+++ DATASET EXCERPTS

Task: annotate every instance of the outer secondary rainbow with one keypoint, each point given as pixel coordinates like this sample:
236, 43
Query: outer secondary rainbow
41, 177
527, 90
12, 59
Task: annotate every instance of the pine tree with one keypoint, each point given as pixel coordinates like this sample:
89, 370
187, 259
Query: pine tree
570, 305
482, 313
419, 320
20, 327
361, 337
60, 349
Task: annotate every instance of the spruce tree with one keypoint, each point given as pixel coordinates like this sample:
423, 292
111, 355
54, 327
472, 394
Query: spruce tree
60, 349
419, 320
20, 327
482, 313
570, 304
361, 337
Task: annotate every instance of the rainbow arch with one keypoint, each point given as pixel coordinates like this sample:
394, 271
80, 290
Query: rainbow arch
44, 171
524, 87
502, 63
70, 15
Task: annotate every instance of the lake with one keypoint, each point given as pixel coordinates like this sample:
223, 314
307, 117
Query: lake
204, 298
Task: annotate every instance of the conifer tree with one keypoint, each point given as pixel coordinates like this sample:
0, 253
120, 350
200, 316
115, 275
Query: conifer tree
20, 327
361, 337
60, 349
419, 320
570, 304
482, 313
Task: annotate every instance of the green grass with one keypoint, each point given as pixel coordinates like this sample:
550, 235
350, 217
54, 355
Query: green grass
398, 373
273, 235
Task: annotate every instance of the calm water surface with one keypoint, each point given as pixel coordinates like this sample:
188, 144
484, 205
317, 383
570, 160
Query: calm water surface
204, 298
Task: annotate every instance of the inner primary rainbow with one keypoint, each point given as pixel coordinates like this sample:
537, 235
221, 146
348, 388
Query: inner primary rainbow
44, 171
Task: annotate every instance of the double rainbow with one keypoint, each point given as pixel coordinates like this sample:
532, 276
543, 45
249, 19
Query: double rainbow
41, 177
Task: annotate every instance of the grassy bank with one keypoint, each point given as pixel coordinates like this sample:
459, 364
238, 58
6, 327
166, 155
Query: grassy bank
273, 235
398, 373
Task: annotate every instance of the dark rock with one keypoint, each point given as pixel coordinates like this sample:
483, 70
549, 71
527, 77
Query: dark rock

++++++

§ **ACTIVITY**
Above are some records. Copy each of their lines that holds the string "point".

§ **ANSWER TO THIS EXERCISE**
Task: annotate every instance of the outer secondary rainbow with one keypoint, each point given as pixel coordinates like this sample:
Task: annotate every instance of the pine tree with one keypoint, each point given as pixel coordinates like this sample:
Task: annotate every instance of the spruce tree with one keypoint, each point given as pixel coordinates like this sample:
Task: annotate every instance of the rainbow arch with one keypoint, each point given as pixel coordinates like this sample:
Task: annotate every instance of the lake with one keypoint, each point given as pixel coordinates like this sample:
Task: annotate every instance of the conifer tree with one keypoint, each point given as pixel coordinates like this sample:
Task: annotate every instance of the green grass with one keypoint, each point given as pixel coordinates like this sample:
Task: annotate every instance of the calm water surface with one keypoint, each point given as pixel coordinates like this sample:
Task: annotate every instance of the inner primary rainbow with one keypoint, each point given as pixel coordinates like this sample:
Task: annotate every instance of the double rainbow with one keypoint, each point given as pixel coordinates like this sample:
Task: annotate every instance of the grassy bank with one keypoint, each point given as pixel coordinates like this sample:
Task: annotate every instance of the dark rock with one keypoint, each point given as pixel coordinates like this sample:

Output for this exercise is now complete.